EXERCISE DESCRIPTION >>
Gather all lines in the entries that include the word "toilet".

*** DATA RECORDS ***

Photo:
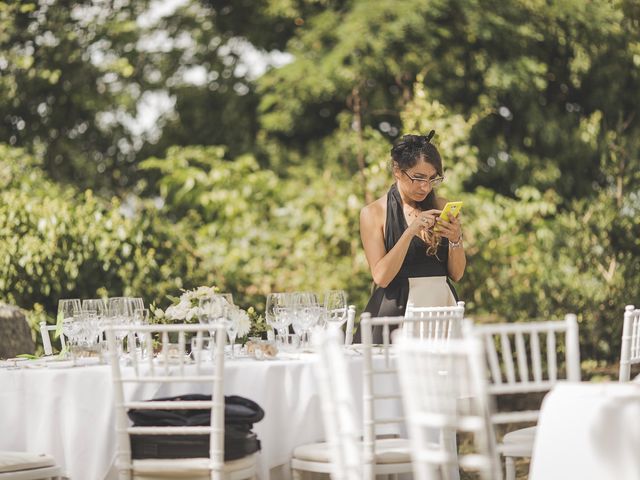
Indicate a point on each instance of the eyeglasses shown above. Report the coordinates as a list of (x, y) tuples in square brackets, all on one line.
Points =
[(434, 182)]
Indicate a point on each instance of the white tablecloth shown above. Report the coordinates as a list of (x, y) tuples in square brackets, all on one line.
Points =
[(69, 412), (588, 431)]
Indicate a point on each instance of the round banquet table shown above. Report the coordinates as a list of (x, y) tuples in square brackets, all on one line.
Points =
[(69, 413)]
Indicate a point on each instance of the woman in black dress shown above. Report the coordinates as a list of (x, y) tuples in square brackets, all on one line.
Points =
[(409, 261)]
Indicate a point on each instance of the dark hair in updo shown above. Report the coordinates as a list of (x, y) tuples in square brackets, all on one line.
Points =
[(411, 148)]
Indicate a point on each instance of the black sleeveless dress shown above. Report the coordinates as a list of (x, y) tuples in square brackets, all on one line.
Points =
[(392, 300)]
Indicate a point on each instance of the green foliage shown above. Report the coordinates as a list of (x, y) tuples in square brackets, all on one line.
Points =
[(56, 242), (256, 233)]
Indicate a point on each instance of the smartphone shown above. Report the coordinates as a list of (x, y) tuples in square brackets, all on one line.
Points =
[(451, 209)]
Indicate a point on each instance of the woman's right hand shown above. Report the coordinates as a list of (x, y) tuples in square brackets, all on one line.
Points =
[(425, 221)]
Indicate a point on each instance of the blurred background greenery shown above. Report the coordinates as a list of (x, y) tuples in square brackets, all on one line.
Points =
[(148, 147)]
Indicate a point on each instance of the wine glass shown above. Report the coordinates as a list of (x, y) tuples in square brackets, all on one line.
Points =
[(278, 312), (231, 325), (141, 318), (335, 304), (306, 312), (68, 309), (96, 310), (119, 313)]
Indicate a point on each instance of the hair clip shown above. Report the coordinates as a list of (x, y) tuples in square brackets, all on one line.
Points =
[(430, 135)]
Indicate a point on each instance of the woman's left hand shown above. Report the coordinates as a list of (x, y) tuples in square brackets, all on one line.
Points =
[(451, 230)]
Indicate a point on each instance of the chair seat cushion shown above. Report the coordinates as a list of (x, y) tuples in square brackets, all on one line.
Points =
[(388, 450), (191, 468), (17, 461), (518, 443)]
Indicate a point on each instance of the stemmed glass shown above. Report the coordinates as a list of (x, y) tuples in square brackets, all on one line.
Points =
[(278, 312), (215, 309), (335, 304), (68, 311), (95, 310), (119, 312), (306, 312), (141, 318)]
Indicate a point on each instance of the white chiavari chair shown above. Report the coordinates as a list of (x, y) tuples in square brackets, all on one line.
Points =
[(526, 370), (338, 408), (28, 466), (46, 338), (380, 456), (434, 322), (444, 389), (630, 349), (170, 367)]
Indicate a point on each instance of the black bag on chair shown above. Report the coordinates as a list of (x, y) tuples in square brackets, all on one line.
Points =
[(239, 441)]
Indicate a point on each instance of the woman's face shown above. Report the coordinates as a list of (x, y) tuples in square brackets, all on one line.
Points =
[(415, 182)]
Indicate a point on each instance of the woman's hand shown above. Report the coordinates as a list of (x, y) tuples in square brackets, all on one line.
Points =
[(424, 221), (451, 230)]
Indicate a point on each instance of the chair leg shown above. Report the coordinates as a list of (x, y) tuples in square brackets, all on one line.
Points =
[(510, 468)]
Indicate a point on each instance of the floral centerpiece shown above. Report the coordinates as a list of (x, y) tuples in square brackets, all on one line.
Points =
[(186, 308)]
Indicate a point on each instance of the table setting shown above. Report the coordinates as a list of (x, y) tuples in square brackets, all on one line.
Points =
[(69, 394)]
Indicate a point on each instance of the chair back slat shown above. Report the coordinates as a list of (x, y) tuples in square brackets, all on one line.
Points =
[(507, 358), (351, 318), (521, 355), (630, 348), (338, 408), (552, 367), (494, 363), (536, 358)]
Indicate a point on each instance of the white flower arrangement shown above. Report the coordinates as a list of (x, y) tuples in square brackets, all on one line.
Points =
[(187, 308)]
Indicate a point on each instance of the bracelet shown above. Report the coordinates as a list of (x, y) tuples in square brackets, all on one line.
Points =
[(457, 244)]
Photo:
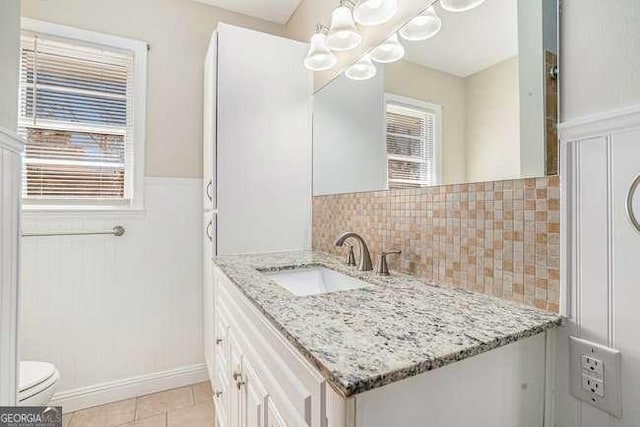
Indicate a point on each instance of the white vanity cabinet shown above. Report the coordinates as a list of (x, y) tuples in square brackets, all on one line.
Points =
[(260, 379)]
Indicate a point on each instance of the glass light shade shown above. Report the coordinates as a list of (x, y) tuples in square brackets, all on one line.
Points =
[(460, 5), (391, 50), (423, 26), (361, 70), (343, 34), (319, 57), (375, 12)]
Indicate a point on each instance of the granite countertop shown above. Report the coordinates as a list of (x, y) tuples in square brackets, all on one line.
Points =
[(366, 338)]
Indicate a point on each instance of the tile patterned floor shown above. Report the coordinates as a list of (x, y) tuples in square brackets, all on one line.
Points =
[(190, 406)]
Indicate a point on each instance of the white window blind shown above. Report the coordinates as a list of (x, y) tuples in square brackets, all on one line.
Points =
[(76, 115), (411, 145)]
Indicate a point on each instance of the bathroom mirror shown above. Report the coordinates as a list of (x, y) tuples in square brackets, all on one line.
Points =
[(452, 97)]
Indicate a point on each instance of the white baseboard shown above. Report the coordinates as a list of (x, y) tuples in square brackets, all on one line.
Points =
[(100, 394)]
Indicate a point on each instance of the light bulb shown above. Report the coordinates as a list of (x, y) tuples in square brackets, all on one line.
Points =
[(391, 50), (423, 26), (460, 5), (375, 12), (362, 70), (343, 34), (319, 57)]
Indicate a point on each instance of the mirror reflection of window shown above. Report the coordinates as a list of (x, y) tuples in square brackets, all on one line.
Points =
[(475, 99), (413, 140)]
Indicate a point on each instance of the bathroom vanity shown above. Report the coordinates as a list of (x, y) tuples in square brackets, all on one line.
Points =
[(368, 350)]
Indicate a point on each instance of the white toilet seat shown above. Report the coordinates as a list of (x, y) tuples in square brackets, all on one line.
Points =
[(38, 381)]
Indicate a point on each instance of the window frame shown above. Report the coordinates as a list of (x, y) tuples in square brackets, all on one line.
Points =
[(139, 49), (427, 107)]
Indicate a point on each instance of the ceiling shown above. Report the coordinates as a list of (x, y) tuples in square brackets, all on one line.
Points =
[(278, 11), (470, 41)]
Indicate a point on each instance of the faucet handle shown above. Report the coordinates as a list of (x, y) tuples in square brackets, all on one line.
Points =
[(351, 258), (383, 268)]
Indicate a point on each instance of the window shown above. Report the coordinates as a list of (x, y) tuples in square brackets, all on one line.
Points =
[(82, 115), (413, 138)]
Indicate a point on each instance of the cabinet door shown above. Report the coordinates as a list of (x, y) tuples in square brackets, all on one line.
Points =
[(253, 397), (274, 419), (208, 296), (221, 395), (210, 124), (235, 360)]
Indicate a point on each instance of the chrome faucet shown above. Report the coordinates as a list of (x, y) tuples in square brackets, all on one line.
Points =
[(365, 258), (383, 267)]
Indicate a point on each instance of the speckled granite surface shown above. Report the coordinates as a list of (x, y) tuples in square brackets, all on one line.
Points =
[(366, 338)]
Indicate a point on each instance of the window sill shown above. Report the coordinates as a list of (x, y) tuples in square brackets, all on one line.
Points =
[(86, 212)]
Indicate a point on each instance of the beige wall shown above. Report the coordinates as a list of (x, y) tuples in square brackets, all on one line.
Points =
[(600, 56), (493, 123), (418, 82), (178, 32)]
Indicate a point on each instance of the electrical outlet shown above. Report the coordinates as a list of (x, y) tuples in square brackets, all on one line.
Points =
[(593, 385), (595, 375), (593, 365)]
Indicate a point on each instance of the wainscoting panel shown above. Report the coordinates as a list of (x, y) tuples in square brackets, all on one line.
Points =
[(105, 309), (10, 173), (601, 158)]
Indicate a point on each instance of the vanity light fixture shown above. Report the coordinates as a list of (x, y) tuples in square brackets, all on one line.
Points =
[(375, 12), (343, 34), (460, 5), (423, 26), (320, 57), (362, 70), (391, 50)]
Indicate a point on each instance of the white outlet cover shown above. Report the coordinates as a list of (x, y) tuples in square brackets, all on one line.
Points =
[(611, 402)]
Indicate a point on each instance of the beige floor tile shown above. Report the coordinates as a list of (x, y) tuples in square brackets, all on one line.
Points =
[(159, 420), (197, 416), (112, 414), (202, 393), (159, 403)]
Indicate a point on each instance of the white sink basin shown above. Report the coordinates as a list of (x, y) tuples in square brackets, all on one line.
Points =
[(315, 280)]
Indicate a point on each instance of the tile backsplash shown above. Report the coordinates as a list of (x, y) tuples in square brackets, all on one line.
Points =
[(500, 238)]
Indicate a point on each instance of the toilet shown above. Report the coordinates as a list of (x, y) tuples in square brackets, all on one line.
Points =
[(38, 382)]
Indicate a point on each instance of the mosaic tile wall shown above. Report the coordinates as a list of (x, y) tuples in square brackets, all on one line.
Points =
[(500, 238)]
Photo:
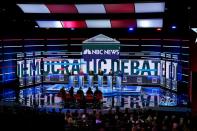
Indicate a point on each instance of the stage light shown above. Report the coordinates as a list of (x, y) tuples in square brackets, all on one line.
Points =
[(173, 27), (131, 29), (33, 8), (90, 8), (194, 29), (98, 23), (49, 24), (159, 29), (149, 23), (149, 7)]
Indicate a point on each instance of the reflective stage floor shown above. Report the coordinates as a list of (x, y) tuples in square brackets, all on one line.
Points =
[(124, 97)]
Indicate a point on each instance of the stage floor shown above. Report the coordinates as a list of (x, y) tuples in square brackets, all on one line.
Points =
[(125, 97)]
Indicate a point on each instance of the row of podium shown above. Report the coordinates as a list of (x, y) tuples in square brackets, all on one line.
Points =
[(79, 81)]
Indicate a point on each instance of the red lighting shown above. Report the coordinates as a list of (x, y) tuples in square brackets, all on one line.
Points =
[(57, 8), (119, 8), (159, 29), (74, 24), (123, 23)]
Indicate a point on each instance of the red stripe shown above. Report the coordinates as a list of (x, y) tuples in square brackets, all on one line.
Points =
[(63, 8)]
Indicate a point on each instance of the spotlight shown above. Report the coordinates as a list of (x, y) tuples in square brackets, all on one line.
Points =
[(173, 27), (158, 29), (131, 29)]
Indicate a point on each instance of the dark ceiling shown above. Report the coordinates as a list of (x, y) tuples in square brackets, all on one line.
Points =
[(14, 22)]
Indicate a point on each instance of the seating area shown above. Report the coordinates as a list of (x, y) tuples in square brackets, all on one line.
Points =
[(24, 118), (79, 100)]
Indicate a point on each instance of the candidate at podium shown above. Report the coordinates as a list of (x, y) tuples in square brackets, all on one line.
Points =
[(100, 78), (100, 72), (81, 72), (110, 73)]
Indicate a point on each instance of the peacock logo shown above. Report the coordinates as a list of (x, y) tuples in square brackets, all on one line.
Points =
[(87, 52)]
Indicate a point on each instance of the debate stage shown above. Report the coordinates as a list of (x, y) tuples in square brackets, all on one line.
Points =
[(124, 97)]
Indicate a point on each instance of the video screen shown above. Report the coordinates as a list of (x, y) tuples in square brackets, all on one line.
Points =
[(132, 71)]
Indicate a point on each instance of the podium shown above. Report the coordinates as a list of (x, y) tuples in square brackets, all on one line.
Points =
[(71, 81), (90, 81), (100, 81), (81, 80), (118, 81), (109, 81)]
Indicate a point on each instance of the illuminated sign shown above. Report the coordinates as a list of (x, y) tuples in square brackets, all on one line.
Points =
[(100, 47)]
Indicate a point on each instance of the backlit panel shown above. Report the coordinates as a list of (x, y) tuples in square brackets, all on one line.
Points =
[(123, 23), (74, 24), (98, 23), (57, 8), (149, 23), (91, 8), (49, 24), (119, 8), (149, 7), (34, 8)]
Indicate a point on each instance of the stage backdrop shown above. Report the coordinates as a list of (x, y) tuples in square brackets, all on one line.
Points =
[(164, 72)]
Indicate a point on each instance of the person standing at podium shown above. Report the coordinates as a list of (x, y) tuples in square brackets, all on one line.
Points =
[(100, 72), (81, 72), (111, 73)]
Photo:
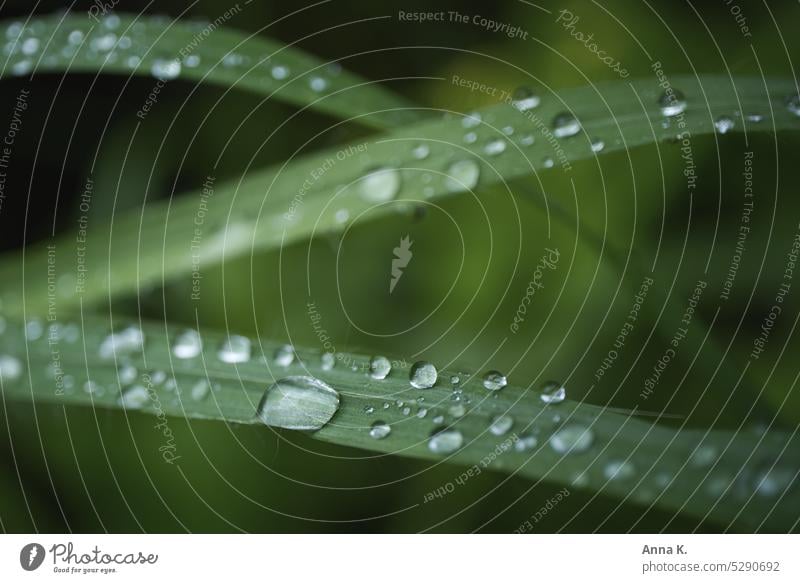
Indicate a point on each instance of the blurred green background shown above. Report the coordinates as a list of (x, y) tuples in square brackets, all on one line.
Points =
[(96, 470)]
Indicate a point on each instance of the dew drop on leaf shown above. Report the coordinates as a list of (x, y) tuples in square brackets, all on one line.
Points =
[(298, 402), (423, 375)]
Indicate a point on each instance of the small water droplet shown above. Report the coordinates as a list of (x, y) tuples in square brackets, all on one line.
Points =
[(421, 151), (526, 443), (471, 120), (494, 380), (724, 124), (165, 69), (379, 367), (135, 397), (445, 441), (379, 430), (501, 425), (572, 438), (327, 361), (380, 185), (565, 125), (524, 98), (462, 175), (200, 390), (234, 349), (672, 103), (284, 355), (10, 368), (495, 147), (423, 375), (298, 402), (553, 392), (279, 72), (188, 344), (619, 470)]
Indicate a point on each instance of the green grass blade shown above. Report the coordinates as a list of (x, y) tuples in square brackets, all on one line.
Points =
[(734, 479), (201, 52)]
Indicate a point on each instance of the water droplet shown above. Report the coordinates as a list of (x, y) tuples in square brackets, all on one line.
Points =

***

OUTPUT >>
Indicate a point on each instance of the white toilet seat shown above. Report the coordinates as a list of (x, y) tuples in square brackets, all on one line.
Indicate a point on each instance of the toilet shown above. Report the coordinates as a list of (x, y) tuples in square brackets, all on one line.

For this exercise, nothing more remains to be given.